*GIVEN RECORDS*:
-- START --
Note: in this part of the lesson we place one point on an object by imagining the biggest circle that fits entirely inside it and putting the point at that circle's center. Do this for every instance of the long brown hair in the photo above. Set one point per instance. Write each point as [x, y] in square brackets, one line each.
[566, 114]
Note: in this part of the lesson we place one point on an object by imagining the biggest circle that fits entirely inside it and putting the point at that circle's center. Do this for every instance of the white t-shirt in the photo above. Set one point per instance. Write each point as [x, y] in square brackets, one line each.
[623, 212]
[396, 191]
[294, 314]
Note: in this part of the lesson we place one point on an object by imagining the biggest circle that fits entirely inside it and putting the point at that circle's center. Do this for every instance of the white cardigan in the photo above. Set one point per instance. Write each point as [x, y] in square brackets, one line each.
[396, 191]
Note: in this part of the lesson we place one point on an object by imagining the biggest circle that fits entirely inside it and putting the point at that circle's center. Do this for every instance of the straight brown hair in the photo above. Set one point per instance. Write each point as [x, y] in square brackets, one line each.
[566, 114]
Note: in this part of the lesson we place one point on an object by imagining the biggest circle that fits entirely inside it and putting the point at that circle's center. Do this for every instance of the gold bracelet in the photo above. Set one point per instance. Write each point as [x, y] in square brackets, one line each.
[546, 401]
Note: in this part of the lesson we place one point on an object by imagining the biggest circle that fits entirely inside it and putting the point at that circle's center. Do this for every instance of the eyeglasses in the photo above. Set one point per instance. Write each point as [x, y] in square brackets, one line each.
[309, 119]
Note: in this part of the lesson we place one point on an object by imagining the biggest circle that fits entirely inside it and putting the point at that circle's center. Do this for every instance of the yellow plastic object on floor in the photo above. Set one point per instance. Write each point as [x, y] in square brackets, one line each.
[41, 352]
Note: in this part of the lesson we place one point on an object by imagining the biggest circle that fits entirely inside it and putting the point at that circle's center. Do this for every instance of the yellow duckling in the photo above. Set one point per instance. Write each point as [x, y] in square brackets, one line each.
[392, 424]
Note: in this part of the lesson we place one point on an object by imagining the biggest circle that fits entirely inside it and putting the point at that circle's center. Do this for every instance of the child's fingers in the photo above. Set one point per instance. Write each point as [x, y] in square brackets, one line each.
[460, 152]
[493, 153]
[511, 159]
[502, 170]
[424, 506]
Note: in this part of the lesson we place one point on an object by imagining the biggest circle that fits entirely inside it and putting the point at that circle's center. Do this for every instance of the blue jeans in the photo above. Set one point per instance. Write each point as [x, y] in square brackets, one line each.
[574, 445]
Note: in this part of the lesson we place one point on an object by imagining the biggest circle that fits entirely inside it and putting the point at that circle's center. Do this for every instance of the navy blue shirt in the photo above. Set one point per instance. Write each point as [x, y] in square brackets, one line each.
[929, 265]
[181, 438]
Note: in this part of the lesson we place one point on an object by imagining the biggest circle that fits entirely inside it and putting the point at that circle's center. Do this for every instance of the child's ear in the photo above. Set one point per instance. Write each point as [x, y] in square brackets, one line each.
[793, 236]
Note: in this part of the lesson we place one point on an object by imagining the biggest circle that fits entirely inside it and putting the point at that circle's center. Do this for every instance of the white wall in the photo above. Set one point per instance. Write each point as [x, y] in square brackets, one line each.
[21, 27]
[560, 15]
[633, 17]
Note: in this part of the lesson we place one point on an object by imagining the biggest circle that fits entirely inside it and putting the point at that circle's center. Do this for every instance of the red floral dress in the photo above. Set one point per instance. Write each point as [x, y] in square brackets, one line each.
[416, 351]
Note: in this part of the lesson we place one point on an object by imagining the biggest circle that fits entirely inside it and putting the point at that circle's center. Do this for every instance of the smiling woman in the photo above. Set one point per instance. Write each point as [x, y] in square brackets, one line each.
-- END --
-- START --
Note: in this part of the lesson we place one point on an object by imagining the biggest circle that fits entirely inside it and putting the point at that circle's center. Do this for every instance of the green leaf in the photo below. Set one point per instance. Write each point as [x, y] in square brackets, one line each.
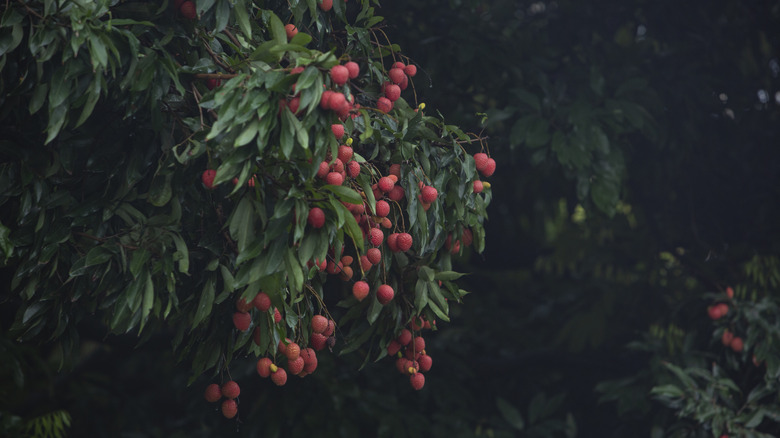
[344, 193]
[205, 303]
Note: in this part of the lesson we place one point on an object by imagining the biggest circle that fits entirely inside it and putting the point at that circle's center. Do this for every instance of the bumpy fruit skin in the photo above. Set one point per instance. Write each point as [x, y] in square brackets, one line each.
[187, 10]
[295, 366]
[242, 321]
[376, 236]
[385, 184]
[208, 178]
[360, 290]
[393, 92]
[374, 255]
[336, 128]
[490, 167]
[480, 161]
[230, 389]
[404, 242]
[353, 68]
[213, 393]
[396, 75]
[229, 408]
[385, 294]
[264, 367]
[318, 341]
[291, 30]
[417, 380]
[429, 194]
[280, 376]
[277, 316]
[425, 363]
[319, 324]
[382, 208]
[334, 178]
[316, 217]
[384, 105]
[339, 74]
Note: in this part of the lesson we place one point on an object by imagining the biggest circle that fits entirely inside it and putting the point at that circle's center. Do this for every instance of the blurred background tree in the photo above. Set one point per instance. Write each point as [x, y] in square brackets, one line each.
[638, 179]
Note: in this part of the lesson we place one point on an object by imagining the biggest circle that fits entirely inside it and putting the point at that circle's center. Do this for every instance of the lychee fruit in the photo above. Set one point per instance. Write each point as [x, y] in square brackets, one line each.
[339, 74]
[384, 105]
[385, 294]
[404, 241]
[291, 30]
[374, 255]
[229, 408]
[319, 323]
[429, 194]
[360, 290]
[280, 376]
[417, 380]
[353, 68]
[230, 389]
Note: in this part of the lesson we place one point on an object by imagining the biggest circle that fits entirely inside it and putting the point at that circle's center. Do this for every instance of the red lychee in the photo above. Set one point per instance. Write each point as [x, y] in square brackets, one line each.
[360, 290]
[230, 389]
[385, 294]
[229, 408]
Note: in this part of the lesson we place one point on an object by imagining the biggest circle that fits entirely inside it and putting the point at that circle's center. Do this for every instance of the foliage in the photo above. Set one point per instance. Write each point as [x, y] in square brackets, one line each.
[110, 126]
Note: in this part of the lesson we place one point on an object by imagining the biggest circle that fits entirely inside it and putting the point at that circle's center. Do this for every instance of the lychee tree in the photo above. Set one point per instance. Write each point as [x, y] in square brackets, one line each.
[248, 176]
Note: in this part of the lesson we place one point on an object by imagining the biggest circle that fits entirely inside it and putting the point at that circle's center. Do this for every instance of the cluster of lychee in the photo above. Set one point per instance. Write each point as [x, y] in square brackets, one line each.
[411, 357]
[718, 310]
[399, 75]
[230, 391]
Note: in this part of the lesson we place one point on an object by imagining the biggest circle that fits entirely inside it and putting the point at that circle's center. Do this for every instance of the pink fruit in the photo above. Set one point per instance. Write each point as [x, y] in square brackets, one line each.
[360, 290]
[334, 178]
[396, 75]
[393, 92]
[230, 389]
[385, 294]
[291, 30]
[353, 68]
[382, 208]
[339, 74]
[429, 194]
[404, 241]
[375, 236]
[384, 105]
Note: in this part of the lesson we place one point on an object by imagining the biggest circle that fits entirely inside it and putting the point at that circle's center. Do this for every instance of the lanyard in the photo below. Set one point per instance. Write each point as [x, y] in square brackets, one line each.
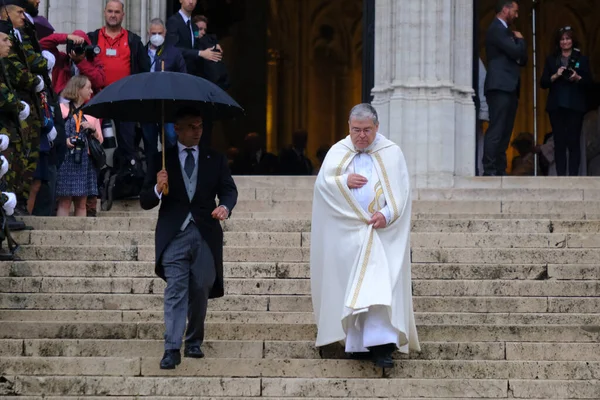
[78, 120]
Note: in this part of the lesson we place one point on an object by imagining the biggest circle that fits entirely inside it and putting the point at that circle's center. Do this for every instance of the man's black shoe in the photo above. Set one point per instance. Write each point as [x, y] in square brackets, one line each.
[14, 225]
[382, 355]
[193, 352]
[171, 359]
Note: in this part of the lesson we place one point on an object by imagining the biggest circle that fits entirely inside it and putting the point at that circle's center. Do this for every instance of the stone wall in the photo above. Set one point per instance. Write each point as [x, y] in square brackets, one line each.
-- END --
*WHAT IS ASKED*:
Locate each line in the records above that contains the string "hair" and reproduce every such line in full.

*REPLY TO THE EXERCISE*:
Note: in this part of the lesson we place one point on an object by imagining the biggest circle that fits entirely inside it and putting the point at that circle's center. Do this for every instance of the long brown hair in the photo above. Set one point per instance. Write each point as [x, y] in square brackets, one line each.
Note: in this part of the lesson we place one point on an object by imagining the biggest circle that fits entirely inside it and putting the point at that circle's center. Do this for every instance of the straight brown hair in the photo above. Set one point per instance. Write each point as [x, y] in square brackets, one line each.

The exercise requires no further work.